Source data:
>> Begin

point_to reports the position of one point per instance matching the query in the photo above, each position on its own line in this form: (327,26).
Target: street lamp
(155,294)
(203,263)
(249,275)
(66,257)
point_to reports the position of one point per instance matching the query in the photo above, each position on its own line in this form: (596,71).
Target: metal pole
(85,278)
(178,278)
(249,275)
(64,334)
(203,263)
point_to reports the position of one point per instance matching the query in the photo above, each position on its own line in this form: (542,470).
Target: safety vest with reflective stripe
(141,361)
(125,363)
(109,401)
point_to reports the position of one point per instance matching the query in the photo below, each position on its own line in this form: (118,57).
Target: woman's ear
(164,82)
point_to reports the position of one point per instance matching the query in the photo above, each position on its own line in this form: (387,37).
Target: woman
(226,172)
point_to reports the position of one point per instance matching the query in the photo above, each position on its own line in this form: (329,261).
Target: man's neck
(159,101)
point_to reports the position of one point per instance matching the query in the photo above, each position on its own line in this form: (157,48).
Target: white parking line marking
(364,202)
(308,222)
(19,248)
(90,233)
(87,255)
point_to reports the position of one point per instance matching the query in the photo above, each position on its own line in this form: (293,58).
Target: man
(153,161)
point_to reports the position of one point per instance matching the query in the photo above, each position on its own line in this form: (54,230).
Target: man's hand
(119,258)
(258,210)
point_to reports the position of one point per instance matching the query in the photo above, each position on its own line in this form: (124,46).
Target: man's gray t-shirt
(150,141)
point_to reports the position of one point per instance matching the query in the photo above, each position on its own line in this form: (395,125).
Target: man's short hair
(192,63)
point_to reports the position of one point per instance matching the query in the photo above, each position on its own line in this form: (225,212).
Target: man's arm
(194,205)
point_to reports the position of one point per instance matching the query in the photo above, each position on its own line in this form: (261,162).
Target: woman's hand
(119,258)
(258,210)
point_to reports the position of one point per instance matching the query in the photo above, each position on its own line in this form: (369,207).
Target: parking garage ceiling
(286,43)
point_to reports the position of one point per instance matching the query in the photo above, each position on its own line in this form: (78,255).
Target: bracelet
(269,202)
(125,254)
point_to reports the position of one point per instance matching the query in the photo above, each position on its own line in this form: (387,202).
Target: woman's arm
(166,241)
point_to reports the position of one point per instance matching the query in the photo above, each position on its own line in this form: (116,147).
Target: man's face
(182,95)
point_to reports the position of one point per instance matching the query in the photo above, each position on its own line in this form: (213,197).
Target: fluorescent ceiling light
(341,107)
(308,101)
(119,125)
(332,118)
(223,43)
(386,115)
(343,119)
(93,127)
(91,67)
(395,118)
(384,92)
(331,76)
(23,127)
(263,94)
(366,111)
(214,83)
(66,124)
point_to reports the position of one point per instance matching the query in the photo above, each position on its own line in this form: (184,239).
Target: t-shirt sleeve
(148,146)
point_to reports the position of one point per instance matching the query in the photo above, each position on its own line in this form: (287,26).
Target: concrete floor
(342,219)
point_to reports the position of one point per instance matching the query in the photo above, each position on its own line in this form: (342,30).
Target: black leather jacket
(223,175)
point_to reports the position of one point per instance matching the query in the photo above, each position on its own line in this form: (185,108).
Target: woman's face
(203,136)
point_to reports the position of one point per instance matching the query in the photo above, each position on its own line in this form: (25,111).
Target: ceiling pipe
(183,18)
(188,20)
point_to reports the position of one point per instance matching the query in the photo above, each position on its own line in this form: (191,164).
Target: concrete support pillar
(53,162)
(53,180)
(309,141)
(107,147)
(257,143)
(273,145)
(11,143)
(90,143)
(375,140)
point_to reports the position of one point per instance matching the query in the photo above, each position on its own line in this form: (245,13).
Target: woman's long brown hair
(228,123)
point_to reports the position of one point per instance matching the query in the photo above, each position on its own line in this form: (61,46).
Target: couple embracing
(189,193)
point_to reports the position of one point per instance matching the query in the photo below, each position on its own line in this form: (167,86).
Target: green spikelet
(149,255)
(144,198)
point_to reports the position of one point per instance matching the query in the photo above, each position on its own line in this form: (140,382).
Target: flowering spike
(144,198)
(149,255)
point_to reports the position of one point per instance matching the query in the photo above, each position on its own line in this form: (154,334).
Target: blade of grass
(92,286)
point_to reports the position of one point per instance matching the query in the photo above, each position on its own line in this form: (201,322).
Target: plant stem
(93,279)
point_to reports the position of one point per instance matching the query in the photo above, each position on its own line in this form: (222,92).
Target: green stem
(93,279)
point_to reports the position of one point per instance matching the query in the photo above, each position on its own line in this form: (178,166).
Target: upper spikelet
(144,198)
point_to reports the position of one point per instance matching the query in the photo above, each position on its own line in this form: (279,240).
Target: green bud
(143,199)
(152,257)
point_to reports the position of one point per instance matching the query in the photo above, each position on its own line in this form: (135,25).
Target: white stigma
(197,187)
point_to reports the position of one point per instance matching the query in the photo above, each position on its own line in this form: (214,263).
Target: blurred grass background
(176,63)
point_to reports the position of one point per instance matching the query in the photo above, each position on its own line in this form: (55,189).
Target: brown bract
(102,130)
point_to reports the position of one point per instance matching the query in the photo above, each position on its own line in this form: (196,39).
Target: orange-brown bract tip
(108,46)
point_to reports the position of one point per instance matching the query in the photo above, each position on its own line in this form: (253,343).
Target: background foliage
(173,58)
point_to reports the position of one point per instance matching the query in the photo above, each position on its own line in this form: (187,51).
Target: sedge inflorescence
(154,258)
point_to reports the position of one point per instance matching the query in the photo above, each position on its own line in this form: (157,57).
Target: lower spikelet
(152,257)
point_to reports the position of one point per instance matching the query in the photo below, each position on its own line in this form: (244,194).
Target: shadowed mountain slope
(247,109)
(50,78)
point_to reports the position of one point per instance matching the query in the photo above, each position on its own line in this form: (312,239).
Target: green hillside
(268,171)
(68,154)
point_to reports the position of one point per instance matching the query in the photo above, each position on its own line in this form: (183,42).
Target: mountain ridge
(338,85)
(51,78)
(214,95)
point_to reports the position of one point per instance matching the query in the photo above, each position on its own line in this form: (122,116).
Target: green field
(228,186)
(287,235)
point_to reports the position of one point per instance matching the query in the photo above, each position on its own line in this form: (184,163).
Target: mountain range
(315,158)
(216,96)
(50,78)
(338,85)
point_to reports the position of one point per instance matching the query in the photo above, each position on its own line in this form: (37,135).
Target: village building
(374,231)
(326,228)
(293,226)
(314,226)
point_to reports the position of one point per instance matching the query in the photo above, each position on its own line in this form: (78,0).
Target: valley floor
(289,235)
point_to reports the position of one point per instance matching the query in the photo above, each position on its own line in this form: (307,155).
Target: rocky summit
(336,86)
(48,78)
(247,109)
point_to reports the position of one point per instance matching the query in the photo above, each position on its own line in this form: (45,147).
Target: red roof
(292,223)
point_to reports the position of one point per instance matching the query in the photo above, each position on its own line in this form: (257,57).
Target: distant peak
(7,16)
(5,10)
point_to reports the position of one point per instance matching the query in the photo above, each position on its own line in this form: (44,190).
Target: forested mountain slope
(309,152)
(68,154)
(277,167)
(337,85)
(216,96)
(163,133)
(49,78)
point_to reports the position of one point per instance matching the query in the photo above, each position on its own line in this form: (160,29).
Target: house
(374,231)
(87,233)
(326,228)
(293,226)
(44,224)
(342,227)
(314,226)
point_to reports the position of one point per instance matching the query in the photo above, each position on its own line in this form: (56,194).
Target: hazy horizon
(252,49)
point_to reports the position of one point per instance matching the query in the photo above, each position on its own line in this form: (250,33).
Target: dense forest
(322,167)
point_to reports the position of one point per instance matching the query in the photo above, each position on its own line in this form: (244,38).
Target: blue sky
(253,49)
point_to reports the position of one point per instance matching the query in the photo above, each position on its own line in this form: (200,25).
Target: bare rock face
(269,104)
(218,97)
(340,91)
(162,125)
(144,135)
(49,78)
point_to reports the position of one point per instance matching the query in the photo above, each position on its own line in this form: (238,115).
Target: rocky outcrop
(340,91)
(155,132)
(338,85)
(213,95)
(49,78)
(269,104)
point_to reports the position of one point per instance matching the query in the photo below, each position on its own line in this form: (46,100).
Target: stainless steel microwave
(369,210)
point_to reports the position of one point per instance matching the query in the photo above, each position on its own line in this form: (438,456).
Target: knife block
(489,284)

>> End

Repeat the lines starting at the one containing "this form: (438,456)." and ending at the last of the items, renaming "knife block" to "knife holder" and keeping everything else the same.

point_to reports the position of one point per instance matching the query in the photo above, each position on its own line in this form: (438,456).
Target: knife holder
(489,284)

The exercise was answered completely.